##### Document passage

Digital Minimalism calls for cost-benefit analysis of social media apps & digital tools

On the 612 ABC Brisbane Drive program yesterday afternoon, host Steve Austin suggested to Education Minister Grace Grace that increasing use of laptops, tablets, and smartphones could be behind declining NAPLAN scores for writing over the last decade.  Steve noted correlation doesn’t imply causation, but his proposition struck me as credible. Certainly many of us now have the feeling that all the new digital tools which are facilitating constant connectivity and often shallow forms of communication via Facebook and Snapchat are having adverse consequences. We are less focused, less productive, and more anxious, as we are constantly bombarded with new requests or reminded about previous commitments.

Since the publication of his 2016 book Deep Work, Georgetown Computer Science Professor Cal Newport has led the resistance against the onslaught of social media and constant connectivity that is distracting us from the focused deep work we ideally should be doing. His latest book Digital Minimalism: On Living Better with Less Technology, published in February by Penguin, may well be the most important business book of the year.

##########
##### Dataset rows

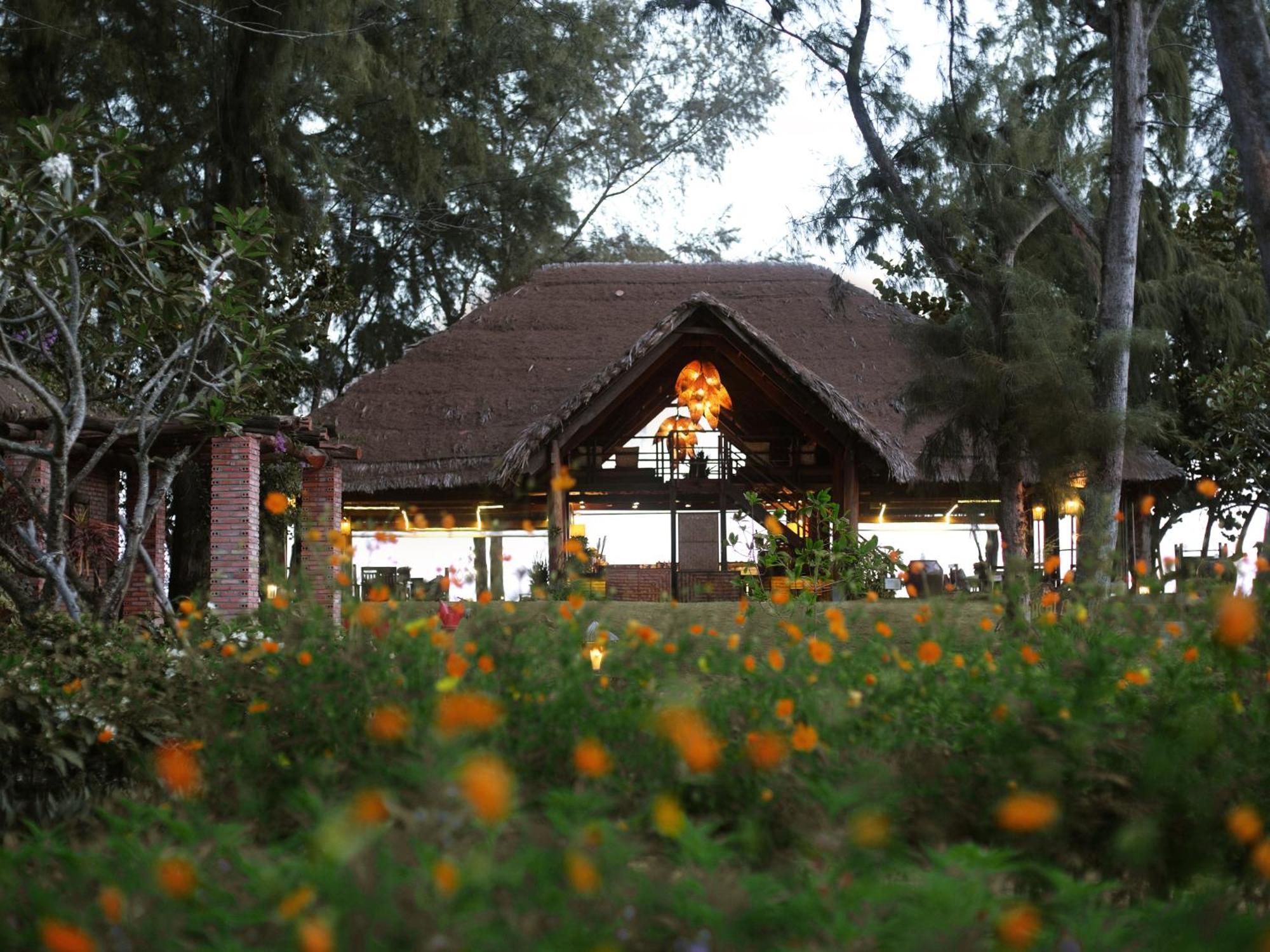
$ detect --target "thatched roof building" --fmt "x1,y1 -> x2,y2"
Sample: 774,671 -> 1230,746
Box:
315,264 -> 1179,494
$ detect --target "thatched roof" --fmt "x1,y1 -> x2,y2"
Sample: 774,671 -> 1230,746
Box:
314,264 -> 1176,493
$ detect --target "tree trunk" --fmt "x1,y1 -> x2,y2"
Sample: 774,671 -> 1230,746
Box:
1080,0 -> 1153,584
168,456 -> 212,600
1199,508 -> 1217,559
1234,493 -> 1270,556
1208,0 -> 1270,297
989,452 -> 1031,618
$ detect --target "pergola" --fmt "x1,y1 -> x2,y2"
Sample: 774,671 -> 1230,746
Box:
315,264 -> 1180,598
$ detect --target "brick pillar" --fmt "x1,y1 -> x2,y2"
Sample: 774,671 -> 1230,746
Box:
300,459 -> 344,622
208,437 -> 260,614
123,471 -> 168,618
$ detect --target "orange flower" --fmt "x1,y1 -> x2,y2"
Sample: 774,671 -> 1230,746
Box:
155,740 -> 203,797
851,810 -> 890,849
997,791 -> 1058,833
573,737 -> 612,777
653,793 -> 686,839
458,754 -> 516,826
349,790 -> 390,826
434,692 -> 503,737
296,918 -> 335,952
1226,803 -> 1265,845
432,859 -> 458,896
564,849 -> 599,896
446,651 -> 469,678
97,886 -> 126,925
155,857 -> 198,899
39,919 -> 97,952
657,707 -> 723,773
1217,595 -> 1257,647
997,905 -> 1040,949
745,736 -> 792,770
366,704 -> 410,743
917,641 -> 944,664
278,886 -> 318,922
790,724 -> 820,754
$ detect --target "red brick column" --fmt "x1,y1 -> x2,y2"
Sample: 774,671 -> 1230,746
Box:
123,471 -> 168,618
208,437 -> 260,614
300,461 -> 344,622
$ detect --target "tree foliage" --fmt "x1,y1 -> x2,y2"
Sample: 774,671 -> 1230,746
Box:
0,113 -> 295,618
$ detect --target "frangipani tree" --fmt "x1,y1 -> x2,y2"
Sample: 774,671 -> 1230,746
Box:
0,113 -> 295,618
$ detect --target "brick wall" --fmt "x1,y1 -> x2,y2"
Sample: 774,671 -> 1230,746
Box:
605,565 -> 671,602
679,570 -> 740,602
210,437 -> 260,614
300,461 -> 344,621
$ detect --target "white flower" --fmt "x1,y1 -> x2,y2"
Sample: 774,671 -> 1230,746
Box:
39,152 -> 74,185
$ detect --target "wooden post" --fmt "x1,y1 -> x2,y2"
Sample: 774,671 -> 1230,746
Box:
547,439 -> 569,578
489,536 -> 507,602
671,477 -> 679,600
829,443 -> 860,533
472,536 -> 489,594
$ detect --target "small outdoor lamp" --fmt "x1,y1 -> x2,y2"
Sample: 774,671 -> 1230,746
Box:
587,622 -> 617,671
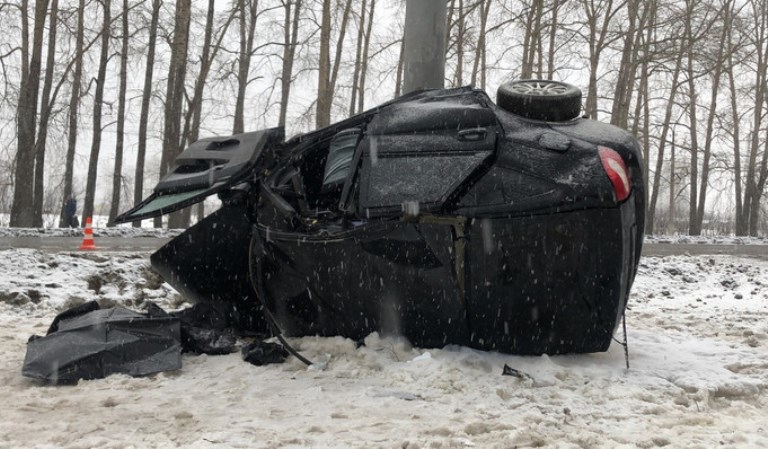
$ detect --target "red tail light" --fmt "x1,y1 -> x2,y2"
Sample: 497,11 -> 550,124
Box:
597,147 -> 632,202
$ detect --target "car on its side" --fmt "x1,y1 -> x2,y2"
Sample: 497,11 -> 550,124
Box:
117,80 -> 645,354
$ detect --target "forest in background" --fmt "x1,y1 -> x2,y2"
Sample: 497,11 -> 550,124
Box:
0,0 -> 768,235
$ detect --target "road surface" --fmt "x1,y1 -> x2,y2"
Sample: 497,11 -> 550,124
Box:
0,236 -> 768,260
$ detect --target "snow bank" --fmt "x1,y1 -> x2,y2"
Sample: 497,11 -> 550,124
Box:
0,250 -> 768,449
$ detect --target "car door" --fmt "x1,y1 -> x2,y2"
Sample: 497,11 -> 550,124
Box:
115,128 -> 283,224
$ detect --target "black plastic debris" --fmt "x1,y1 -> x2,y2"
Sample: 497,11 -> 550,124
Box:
115,80 -> 646,356
501,363 -> 531,380
241,341 -> 288,366
147,302 -> 237,355
22,303 -> 181,383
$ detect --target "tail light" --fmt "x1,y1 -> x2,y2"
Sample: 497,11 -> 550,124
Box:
597,147 -> 632,202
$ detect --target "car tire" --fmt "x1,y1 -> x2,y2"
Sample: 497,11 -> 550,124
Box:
496,80 -> 581,122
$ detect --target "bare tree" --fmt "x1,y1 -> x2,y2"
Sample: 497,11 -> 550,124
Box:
737,0 -> 768,235
32,0 -> 59,227
315,0 -> 352,128
278,0 -> 304,126
471,0 -> 488,89
10,0 -> 48,227
520,0 -> 544,79
645,26 -> 685,234
59,0 -> 85,226
109,0 -> 129,223
579,0 -> 620,120
81,0 -> 112,223
689,0 -> 733,235
134,0 -> 162,228
232,0 -> 259,134
357,0 -> 376,112
160,0 -> 192,228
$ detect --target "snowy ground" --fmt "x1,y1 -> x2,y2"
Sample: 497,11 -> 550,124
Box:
0,245 -> 768,449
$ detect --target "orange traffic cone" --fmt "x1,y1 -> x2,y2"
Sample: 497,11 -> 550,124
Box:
80,217 -> 96,250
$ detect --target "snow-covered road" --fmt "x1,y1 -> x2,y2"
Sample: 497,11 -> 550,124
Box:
0,249 -> 768,449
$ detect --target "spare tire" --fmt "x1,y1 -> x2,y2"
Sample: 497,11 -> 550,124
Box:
496,80 -> 581,122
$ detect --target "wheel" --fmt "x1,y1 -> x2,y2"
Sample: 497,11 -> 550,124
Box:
496,80 -> 581,122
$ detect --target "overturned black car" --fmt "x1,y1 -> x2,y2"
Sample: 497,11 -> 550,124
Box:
117,80 -> 645,354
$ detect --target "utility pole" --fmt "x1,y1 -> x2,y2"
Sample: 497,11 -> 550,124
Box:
403,0 -> 447,93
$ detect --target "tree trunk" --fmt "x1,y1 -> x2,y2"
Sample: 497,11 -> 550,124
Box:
349,0 -> 368,116
611,0 -> 639,128
454,0 -> 467,87
232,0 -> 259,134
645,43 -> 684,234
328,0 -> 352,100
520,0 -> 544,79
108,0 -> 128,226
692,0 -> 732,234
278,0 -> 301,126
725,26 -> 749,236
160,0 -> 192,229
684,0 -> 701,235
357,0 -> 376,112
666,129 -> 677,233
135,0 -> 162,228
10,0 -> 48,227
80,0 -> 112,223
59,0 -> 85,227
315,0 -> 331,128
32,0 -> 59,228
395,34 -> 405,98
544,0 -> 560,79
742,2 -> 768,236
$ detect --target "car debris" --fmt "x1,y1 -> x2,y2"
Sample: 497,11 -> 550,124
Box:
116,80 -> 645,354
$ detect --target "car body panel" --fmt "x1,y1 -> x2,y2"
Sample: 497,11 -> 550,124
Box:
123,88 -> 644,354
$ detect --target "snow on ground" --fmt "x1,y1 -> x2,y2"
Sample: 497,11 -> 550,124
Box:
645,235 -> 768,245
0,245 -> 768,449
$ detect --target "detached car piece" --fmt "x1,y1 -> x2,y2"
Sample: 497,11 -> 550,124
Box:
117,80 -> 644,354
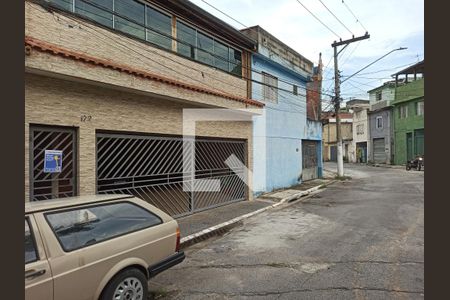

##########

# Request
Reproduce the Digital Minimalism passage above word for word, from its title line to its final sentence.

# Correct output
Digital Minimalism calls for cost-benefit analysis of social media apps & digital tools

On the 612 ABC Brisbane Drive program yesterday afternoon, host Steve Austin suggested to Education Minister Grace Grace that increasing use of laptops, tablets, and smartphones could be behind declining NAPLAN scores for writing over the last decade.  Steve noted correlation doesn’t imply causation, but his proposition struck me as credible. Certainly many of us now have the feeling that all the new digital tools which are facilitating constant connectivity and often shallow forms of communication via Facebook and Snapchat are having adverse consequences. We are less focused, less productive, and more anxious, as we are constantly bombarded with new requests or reminded about previous commitments.

Since the publication of his 2016 book Deep Work, Georgetown Computer Science Professor Cal Newport has led the resistance against the onslaught of social media and constant connectivity that is distracting us from the focused deep work we ideally should be doing. His latest book Digital Minimalism: On Living Better with Less Technology, published in February by Penguin, may well be the most important business book of the year.